# EXERCISE DESCRIPTION:
What is needed is the whole of the data, set down exactly.

# DATASET EXTRACT:
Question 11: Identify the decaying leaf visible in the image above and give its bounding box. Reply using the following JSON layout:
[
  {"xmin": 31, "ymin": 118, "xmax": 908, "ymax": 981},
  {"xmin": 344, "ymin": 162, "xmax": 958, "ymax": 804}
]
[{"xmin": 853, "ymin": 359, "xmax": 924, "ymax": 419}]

# WRITTEN REPLY:
Question 11: Identify the decaying leaf visible in the image above and give its bounding box. Reply using the following JSON layout:
[
  {"xmin": 31, "ymin": 118, "xmax": 908, "ymax": 981},
  {"xmin": 344, "ymin": 162, "xmax": 958, "ymax": 804}
]
[{"xmin": 853, "ymin": 359, "xmax": 924, "ymax": 419}]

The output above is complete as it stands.